**Vos consignes:**
A - Reproduisez le passage du texte sur Adolfo Kaminsky en commençant à "Ce qui lui permettra, par" et en terminant à "d’un laboratoire sophistiqué.".
B - Pour chaque affirmation, indiquez par oui ou par non si elle concorde avec le texte sur Adolfo Kaminsky, en citant les mots du texte qui tranchent. (i) Kaminsky est né en Argentine en 1925. (ii) Les autorités recherchaient un tout jeune homme transportant son matériel dans une mallette. (iii) Kaminsky a débuté sa carrière professionnelle chez un imprimeur.

**Extrait fourni:**
--*--
Il y a des faussaires de l’Histoire, et il y a des faussaires qui ont fait l’Histoire.
Modestement Adolfo Kaminsky a commencé sa carrière professionnelle chez un teinturier, où il apprend à effacer une tache d’encre sur un vêtement.
Ce qui lui permettra, par la suite, d’effacer un nom pour le remplacer par un autre, sur des papiers d’identité.
« A l’époque, quand on s’appelle Israelovitch David, il vaut mieux s’appeler Jean-Pierre Dupont. J’ai donc décoloré le nom existant pour y écrire le nouveau ».
Il deviendra sous l’Occupation le mystérieux « faussaire de Paris », recherché activement par la police française et la Gestapo.
En fait il a déjà été arrêté et conduit à Drancy, mais né en Argentine en 1925, il a été libéré grâce à l’intervention du consulat argentin.
La police ne savait pas à qui elle avait affaire.
Kaminsky a produit une telle quantité de faux-documents pour la Résistance et pour des juifs passés dans la clandestinité, que les autorités ont fini par s’alarmer.
Elles recherchent un homme expérimenté à la tête d’un laboratoire sophistiqué.
En réalité, Kaminsky a, à peine, une vingtaine d’années, et trimballe tout son matériel dans une petite mallette.
Lorsque l’armée allemande commence à reculer sur tous les fronts, les nazis ont décident d’intensifier les rafles de juifs.
Kaminsky est informé qu’une dizaine de maisons d’enfants vont être raflées simultanément. Il va devoir réaliser plus de 900 faux-documents en moins de trois jours.
Il travaillera nuit et jour sans prendre une minute de repos.
« Le calcul est simple. En une heure je fabrique 30 papiers vierges. Si je dors une heure, trente enfants mourront… »
Jusqu’à l’évanouissement.
Ses camarades le retrouveront, sans connaissance, étendu par terre.
Mais il a terminé tous les faux-documents qu’on lui a demandé.
--*--
**Liste des données:**
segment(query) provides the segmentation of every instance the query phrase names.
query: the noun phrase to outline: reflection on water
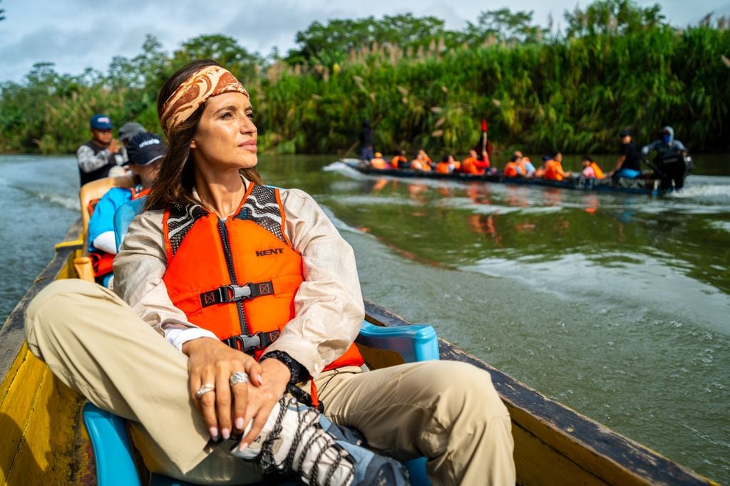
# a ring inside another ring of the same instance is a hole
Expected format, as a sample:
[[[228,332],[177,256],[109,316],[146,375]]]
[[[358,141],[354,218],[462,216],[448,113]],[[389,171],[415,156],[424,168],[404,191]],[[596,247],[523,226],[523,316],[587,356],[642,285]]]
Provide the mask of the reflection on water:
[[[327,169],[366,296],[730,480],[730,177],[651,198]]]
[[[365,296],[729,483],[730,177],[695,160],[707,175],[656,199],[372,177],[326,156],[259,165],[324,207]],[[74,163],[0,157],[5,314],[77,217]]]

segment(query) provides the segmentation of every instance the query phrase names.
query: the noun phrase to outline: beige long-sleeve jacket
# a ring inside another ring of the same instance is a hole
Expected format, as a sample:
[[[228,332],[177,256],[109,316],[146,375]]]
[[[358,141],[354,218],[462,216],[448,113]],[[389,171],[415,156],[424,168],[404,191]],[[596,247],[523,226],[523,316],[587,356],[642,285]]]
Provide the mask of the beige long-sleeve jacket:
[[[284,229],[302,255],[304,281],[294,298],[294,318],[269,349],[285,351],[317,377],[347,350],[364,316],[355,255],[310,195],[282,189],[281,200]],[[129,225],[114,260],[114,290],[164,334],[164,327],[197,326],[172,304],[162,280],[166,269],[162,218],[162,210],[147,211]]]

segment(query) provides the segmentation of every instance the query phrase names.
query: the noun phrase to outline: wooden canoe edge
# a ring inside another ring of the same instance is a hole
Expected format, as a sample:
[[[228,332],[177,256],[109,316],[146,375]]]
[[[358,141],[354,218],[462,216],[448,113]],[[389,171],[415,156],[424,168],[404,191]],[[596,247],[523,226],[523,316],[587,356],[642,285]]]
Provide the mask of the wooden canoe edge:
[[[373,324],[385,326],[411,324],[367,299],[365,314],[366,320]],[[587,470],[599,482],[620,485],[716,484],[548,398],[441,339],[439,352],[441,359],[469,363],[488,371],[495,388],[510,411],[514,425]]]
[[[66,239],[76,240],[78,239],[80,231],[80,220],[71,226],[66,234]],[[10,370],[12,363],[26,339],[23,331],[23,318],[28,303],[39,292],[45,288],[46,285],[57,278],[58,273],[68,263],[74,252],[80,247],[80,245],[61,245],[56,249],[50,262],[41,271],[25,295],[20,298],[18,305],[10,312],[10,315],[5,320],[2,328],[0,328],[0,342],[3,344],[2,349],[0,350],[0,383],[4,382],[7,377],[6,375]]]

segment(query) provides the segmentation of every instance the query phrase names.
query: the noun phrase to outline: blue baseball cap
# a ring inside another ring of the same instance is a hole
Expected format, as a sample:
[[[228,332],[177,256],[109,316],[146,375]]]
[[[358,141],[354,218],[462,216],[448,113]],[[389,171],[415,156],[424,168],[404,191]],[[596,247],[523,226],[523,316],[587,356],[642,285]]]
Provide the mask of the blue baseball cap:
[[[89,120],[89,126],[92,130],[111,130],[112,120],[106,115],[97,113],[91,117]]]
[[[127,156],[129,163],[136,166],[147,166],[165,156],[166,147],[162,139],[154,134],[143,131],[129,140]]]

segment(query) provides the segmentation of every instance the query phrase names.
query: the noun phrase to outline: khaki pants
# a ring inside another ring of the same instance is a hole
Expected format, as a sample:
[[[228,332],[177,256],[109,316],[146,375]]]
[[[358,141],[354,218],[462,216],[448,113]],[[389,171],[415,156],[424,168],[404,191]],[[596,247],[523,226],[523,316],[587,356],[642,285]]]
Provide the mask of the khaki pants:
--*--
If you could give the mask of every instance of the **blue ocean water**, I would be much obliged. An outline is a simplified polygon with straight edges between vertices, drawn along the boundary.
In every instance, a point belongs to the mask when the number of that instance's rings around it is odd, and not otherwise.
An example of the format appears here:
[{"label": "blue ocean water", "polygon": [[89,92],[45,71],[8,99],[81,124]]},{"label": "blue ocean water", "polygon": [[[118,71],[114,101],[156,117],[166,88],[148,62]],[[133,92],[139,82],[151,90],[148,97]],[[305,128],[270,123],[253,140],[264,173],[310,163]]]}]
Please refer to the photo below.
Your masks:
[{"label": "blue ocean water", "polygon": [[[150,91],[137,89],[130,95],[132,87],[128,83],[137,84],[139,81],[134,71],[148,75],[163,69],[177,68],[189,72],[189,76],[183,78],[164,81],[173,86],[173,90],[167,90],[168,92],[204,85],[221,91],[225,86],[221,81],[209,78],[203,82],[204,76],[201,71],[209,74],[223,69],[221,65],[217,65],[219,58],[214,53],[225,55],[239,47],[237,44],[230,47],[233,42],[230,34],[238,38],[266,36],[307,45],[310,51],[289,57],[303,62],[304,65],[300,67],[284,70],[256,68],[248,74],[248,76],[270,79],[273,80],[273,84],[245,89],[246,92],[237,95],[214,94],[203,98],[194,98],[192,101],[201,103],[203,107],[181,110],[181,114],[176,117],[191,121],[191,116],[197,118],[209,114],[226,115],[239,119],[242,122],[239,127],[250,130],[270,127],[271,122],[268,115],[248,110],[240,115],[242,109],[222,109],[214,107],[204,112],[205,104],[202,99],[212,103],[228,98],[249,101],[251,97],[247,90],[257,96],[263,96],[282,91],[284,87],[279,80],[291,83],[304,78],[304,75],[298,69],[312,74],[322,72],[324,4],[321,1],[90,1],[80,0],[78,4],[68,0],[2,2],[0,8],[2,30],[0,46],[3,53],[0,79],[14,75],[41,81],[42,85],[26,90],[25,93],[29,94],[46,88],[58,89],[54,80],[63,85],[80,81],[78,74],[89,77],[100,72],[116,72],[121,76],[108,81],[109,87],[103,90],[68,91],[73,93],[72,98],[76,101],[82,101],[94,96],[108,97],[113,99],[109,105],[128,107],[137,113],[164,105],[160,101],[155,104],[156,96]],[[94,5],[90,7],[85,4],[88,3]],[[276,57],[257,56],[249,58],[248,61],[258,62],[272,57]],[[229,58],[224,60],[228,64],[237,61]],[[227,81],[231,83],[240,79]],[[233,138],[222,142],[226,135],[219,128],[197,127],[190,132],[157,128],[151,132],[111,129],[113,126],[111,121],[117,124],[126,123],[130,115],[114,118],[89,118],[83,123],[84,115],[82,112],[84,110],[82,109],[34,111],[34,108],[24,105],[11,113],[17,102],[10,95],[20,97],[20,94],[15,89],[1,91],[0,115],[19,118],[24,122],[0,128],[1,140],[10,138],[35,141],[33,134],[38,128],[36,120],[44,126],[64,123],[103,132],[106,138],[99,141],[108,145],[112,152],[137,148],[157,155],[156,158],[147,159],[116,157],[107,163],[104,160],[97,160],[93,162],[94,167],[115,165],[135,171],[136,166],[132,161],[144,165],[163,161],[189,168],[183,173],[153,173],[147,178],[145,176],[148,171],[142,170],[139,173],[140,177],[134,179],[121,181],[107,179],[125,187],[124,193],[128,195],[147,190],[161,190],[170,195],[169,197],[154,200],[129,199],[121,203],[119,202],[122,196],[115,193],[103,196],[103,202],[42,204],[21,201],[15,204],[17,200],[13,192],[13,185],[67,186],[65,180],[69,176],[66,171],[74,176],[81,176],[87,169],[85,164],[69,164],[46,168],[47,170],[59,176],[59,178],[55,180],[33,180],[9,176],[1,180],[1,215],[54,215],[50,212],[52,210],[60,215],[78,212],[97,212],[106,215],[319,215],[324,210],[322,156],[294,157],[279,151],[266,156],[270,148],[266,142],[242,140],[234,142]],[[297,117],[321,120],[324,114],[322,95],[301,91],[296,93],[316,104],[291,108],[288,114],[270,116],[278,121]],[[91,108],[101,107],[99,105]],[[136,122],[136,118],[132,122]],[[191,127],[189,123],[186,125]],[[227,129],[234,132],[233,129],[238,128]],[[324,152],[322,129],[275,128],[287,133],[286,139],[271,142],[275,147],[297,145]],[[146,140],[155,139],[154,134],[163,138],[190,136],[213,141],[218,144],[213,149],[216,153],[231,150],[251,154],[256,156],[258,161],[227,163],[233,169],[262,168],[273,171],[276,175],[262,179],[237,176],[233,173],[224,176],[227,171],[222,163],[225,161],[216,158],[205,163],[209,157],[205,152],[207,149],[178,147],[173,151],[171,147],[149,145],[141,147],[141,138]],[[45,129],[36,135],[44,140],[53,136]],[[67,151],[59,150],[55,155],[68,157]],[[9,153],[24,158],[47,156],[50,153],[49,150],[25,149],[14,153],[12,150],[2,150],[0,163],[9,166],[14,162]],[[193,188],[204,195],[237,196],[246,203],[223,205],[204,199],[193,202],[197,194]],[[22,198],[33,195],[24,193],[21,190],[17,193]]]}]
--*--
**Réponses à l'exercice:**
A -
Ce qui lui permettra, par la suite, d’effacer un nom pour le remplacer par un autre, sur des papiers d’identité.
« A l’époque, quand on s’appelle Israelovitch David, il vaut mieux s’appeler Jean-Pierre Dupont. J’ai donc décoloré le nom existant pour y écrire le nouveau ».
Il deviendra sous l’Occupation le mystérieux « faussaire de Paris », recherché activement par la police française et la Gestapo.
En fait il a déjà été arrêté et conduit à Drancy, mais né en Argentine en 1925, il a été libéré grâce à l’intervention du consulat argentin.
La police ne savait pas à qui elle avait affaire.
Kaminsky a produit une telle quantité de faux-documents pour la Résistance et pour des juifs passés dans la clandestinité, que les autorités ont fini par s’alarmer.
Elles recherchent un homme expérimenté à la tête d’un laboratoire sophistiqué.

B -
(i) Oui : « né en Argentine en 1925 ».
(ii) Non : « Elles recherchent un homme expérimenté à la tête d’un laboratoire sophistiqué. »
(iii) Non : « Modestement Adolfo Kaminsky a commencé sa carrière professionnelle chez un teinturier ».